**Exercise**.
Give back the whole listing exactly as shown.

** Begin Dataset **

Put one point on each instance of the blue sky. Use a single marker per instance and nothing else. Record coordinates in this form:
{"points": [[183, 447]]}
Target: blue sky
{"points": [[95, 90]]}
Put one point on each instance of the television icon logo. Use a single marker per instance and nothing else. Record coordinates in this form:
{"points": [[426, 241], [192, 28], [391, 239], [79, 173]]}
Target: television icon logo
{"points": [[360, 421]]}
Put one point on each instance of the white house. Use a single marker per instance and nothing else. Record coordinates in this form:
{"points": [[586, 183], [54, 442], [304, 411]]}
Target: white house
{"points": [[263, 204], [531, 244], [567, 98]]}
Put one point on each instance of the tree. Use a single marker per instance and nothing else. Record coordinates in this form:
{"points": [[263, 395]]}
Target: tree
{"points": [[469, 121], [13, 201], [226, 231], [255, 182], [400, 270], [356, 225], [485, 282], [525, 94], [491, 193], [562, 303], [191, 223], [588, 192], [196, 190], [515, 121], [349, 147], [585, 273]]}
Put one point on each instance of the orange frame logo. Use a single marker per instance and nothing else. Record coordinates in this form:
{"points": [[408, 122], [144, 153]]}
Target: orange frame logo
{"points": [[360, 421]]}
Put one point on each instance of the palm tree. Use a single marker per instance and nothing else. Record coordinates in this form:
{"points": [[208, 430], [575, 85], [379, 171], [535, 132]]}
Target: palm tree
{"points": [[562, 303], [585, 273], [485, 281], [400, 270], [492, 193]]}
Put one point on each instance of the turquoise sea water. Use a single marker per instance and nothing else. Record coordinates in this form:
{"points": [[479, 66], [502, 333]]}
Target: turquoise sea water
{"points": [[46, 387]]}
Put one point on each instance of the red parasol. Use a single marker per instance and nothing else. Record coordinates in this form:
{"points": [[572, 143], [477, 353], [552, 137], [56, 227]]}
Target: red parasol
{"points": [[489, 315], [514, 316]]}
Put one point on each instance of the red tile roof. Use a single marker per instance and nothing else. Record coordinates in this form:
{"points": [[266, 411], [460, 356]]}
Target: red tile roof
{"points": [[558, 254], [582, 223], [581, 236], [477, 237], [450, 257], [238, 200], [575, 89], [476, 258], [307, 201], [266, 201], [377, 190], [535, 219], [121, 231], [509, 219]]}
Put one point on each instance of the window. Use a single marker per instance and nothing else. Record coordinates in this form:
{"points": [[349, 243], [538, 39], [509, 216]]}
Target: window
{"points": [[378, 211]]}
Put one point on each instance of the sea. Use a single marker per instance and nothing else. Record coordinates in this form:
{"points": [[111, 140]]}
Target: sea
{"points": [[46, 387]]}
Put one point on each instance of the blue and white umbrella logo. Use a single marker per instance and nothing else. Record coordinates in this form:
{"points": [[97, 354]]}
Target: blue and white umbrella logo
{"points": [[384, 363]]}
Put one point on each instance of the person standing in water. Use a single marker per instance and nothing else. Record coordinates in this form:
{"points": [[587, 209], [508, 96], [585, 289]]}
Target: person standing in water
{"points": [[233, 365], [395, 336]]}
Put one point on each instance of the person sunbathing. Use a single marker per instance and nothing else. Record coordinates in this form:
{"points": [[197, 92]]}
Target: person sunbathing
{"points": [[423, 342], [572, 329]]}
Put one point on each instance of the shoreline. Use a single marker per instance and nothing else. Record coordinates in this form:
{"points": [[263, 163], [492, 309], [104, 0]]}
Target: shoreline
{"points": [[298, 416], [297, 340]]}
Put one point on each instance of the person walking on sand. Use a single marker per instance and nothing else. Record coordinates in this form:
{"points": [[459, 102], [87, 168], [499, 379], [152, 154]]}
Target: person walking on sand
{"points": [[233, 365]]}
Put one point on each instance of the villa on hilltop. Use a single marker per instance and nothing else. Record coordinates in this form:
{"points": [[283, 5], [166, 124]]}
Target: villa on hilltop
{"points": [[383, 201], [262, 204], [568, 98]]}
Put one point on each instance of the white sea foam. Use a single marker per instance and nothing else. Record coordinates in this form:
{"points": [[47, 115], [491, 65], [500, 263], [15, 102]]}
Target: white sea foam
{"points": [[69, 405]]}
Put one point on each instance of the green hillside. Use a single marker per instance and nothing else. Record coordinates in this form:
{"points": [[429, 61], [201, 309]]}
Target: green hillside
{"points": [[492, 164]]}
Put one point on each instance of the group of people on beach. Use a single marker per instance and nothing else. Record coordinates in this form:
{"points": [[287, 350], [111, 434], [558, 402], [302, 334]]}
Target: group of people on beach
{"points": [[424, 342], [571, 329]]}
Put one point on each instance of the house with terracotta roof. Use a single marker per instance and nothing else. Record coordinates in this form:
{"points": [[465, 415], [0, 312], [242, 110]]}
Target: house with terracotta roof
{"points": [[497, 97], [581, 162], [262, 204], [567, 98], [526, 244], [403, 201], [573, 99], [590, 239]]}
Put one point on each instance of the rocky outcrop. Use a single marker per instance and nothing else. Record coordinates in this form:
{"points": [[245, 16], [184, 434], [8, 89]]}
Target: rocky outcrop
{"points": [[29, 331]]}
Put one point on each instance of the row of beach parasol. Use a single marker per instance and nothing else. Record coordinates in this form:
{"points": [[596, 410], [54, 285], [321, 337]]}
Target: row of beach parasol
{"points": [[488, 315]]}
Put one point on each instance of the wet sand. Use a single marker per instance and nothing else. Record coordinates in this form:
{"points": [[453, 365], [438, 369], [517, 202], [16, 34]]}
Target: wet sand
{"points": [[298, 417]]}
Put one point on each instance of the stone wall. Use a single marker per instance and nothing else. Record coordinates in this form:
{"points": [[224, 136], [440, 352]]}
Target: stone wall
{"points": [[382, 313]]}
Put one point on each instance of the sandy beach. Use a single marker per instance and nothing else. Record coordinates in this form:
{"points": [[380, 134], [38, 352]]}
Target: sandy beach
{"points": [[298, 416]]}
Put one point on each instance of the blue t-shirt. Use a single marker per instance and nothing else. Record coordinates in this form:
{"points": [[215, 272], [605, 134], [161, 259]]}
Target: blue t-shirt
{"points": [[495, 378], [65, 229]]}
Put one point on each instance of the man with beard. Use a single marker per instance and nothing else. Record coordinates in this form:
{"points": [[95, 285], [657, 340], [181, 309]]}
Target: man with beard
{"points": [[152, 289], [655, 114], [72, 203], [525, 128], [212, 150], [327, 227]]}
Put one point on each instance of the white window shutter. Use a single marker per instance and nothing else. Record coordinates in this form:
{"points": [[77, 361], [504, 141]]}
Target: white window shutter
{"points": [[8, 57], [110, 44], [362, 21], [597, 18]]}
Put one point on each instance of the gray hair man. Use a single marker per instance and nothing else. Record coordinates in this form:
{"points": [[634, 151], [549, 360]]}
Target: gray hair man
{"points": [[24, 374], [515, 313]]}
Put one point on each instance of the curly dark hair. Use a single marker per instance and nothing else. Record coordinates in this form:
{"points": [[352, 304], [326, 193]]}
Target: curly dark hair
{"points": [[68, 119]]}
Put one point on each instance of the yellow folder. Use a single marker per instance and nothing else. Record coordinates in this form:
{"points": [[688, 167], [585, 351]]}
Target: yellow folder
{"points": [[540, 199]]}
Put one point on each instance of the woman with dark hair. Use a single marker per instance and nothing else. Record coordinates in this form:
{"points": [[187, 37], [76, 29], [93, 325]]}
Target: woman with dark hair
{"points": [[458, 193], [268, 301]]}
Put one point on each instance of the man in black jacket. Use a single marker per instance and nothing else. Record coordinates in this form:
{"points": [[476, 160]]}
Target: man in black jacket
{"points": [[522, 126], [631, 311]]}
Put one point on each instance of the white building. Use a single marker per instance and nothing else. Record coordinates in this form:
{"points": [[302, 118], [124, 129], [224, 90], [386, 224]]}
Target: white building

** End Dataset **

**Result below**.
Put one point on each instance of the blue sky. Use a single marker per instance and nothing else. Record coordinates in this form:
{"points": [[183, 447]]}
Target: blue sky
{"points": [[95, 90]]}
Put one point on each instance of the television icon logo. Use a single marker per instance and nothing else. Record coordinates in this form:
{"points": [[426, 241], [192, 28], [391, 239], [79, 173]]}
Target: television icon logo
{"points": [[360, 421]]}
Put one point on each instance of the white house. Use a single marker per instance and nothing else. Record coordinates in this form:
{"points": [[586, 183], [54, 442], [304, 411]]}
Target: white house
{"points": [[263, 204], [531, 244], [567, 98]]}
Put one point on each instance of the tree. Use a single marker per instance and nothing else. Record coordinates in this form:
{"points": [[263, 395]]}
Target: tree
{"points": [[469, 121], [13, 201], [226, 231], [255, 182], [400, 270], [356, 225], [485, 282], [525, 94], [491, 193], [562, 303], [191, 223], [588, 192], [196, 190], [515, 121], [349, 147], [585, 273]]}
Put one point on each instance of the orange frame logo. Use a single marker per instance and nothing else. Record coordinates in this form:
{"points": [[408, 122], [144, 153]]}
Target: orange frame logo
{"points": [[360, 421]]}
Put one point on each instance of the palm tree. Use a single marker per instance and nothing else. Record coordinates in this form:
{"points": [[208, 430], [575, 85], [379, 171], [535, 132]]}
Target: palm tree
{"points": [[562, 303], [585, 273], [485, 281], [400, 270], [492, 193]]}
Put one point on each instance of the turquoise sea water. Use a single marker per instance and nothing else. Record coordinates in this form:
{"points": [[479, 66], [502, 333]]}
Target: turquoise sea water
{"points": [[46, 387]]}
Put one point on each instance of the red parasol. Use a single marker per instance and nothing else. Record coordinates in this form:
{"points": [[572, 143], [477, 353], [552, 137], [56, 227]]}
Target: red parasol
{"points": [[489, 315], [514, 316]]}
Put one point on each instance of the red tile roof. Use a single marker per instance and nothing else. Record coordinates in this form:
{"points": [[266, 411], [460, 356]]}
Target: red tile roof
{"points": [[558, 254], [582, 223], [581, 236], [477, 237], [450, 257], [238, 200], [575, 89], [476, 258], [307, 201], [266, 201], [377, 190], [535, 219], [121, 231], [509, 219]]}
Put one point on each instance of the window. Use a single marker per instance and nothing else. Record coordinates in this form:
{"points": [[349, 243], [538, 39], [509, 216]]}
Target: window
{"points": [[378, 211]]}
Put one point on each instance of the sea. Use a single marker per instance and nothing else. Record coordinates in this form:
{"points": [[111, 140]]}
Target: sea
{"points": [[46, 387]]}
Put one point on each instance of the blue and white umbrella logo. Use a single marker per instance and nothing else. Record coordinates in this form:
{"points": [[97, 354]]}
Target: blue and white umbrella logo
{"points": [[384, 363]]}
Put one point on each instance of the person standing in water. Use a single marker per instance and nothing else. Record coordinates in this form:
{"points": [[587, 209], [508, 96], [585, 289]]}
Target: person standing in water
{"points": [[233, 365], [395, 336]]}
Put one point on each instance of the person sunbathing. Use a single marker per instance and nothing else. Record coordinates in this form:
{"points": [[197, 92]]}
Target: person sunbathing
{"points": [[423, 342], [572, 329]]}
Put one point on each instance of the shoreline. Use a single marker per instance and nothing else. Record coordinates in this form:
{"points": [[263, 163], [492, 309], [104, 0]]}
Target: shoreline
{"points": [[298, 416], [297, 340]]}
Put one point on each instance of the person walking on sand. Use a single marker per instance and nothing else. Record coordinates in this form:
{"points": [[459, 102], [87, 168], [499, 379], [152, 154]]}
Target: person walking on sand
{"points": [[233, 365]]}
Put one point on each instance of the villa on hilltop. Use a single marker per instance and nothing else. Record coordinates in this form:
{"points": [[283, 5], [166, 124]]}
Target: villa on hilltop
{"points": [[383, 201], [262, 204], [568, 98]]}
Put one point on each instance of the white sea foam. Use a single marker per instance and nothing else. Record coordinates in this form:
{"points": [[47, 115], [491, 65], [500, 263], [15, 102]]}
Target: white sea foam
{"points": [[69, 405]]}
Put one point on each instance of the green hillside. Use a single marker per instance and nothing else. Record coordinates in this form:
{"points": [[429, 61], [201, 309]]}
Target: green hillside
{"points": [[492, 164]]}
Put one point on each instance of the group of people on beach. Use a single marker per instance and nothing else. Record coordinates in this form:
{"points": [[287, 350], [111, 434], [558, 402], [302, 334]]}
Target: group of people on beach
{"points": [[424, 342], [571, 329]]}
Put one point on each instance of the house with terracotta roof. Use a single marker per instance and nothing else. Record coordinates in this form:
{"points": [[465, 415], [0, 312], [242, 110]]}
Target: house with terracotta roof
{"points": [[497, 97], [581, 162], [262, 204], [567, 98], [526, 244], [403, 201], [573, 99], [590, 239]]}
Put one point on each instance of the rocky outcrop. Use a single marker per instance and nothing else. Record coordinates in this form:
{"points": [[245, 16], [184, 434], [8, 89]]}
Target: rocky outcrop
{"points": [[29, 331]]}
Put one point on each instance of the row of beach parasol. Use a single marker per instance and nothing else. Record coordinates in this form:
{"points": [[596, 410], [54, 285], [321, 337]]}
Target: row of beach parasol
{"points": [[488, 315]]}
Put one point on each instance of the wet sand. Use a single marker per instance and nothing else. Record coordinates in this form:
{"points": [[453, 365], [438, 369], [517, 202], [16, 34]]}
Target: wet sand
{"points": [[298, 417]]}
Put one point on each instance of the stone wall. Use a single marker per instance and nothing else. Record coordinates in this form:
{"points": [[224, 136], [440, 352]]}
Target: stone wall
{"points": [[382, 313]]}
Put one point on each instance of the sandy beach. Use a single marker per instance and nothing else. Record coordinates in this form:
{"points": [[380, 134], [38, 352]]}
Target: sandy beach
{"points": [[298, 416]]}
Put one point on each instance of the blue t-shirt. Use a single marker per instance and nothing else. Record coordinates in this form:
{"points": [[215, 272], [605, 134], [161, 259]]}
Target: blue t-shirt
{"points": [[495, 378], [65, 229]]}
Put one point on each instance of the man with beard. Use a single marker per instance and nothing else. Record coordinates in this form:
{"points": [[95, 285], [657, 340], [181, 309]]}
Target: man with beard
{"points": [[152, 289], [655, 114], [72, 203], [525, 128], [212, 150], [327, 227]]}
Put one point on each instance of the white window shutter. Use a single marker per instance and nothing else. Record coordinates in this form:
{"points": [[77, 361], [504, 141]]}
Target: white window shutter
{"points": [[8, 57], [110, 44], [362, 21], [597, 18]]}
Put one point on each instance of the gray hair man. Use a single marker per instance and nothing else. Record coordinates in this form:
{"points": [[634, 151], [549, 360]]}
Target: gray hair man
{"points": [[24, 374], [515, 313]]}
Put one point on each instance of the curly dark hair. Use a single marker per instance and nothing else. Record coordinates in this form:
{"points": [[352, 304], [326, 193]]}
Target: curly dark hair
{"points": [[68, 119]]}
Put one point on each instance of the yellow folder. Use a single marker per instance and nothing else. Record coordinates in this form:
{"points": [[688, 167], [585, 351]]}
Target: yellow folder
{"points": [[540, 199]]}
Put one point on each instance of the woman with dark hair. Use a single marker per instance and nothing else. Record coordinates in this form:
{"points": [[187, 37], [76, 29], [93, 325]]}
Target: woman with dark hair
{"points": [[458, 193], [268, 301]]}
Put one point on each instance of the man in black jacket. Use a single marker per instance and nothing else. Record coordinates in this form:
{"points": [[476, 160]]}
Target: man in black jacket
{"points": [[522, 126], [631, 311]]}
Put one point on each instance of the white building. Use a single marker per instance and nothing else. Record coordinates in this form:
{"points": [[302, 118], [124, 129], [224, 90], [386, 224]]}
Target: white building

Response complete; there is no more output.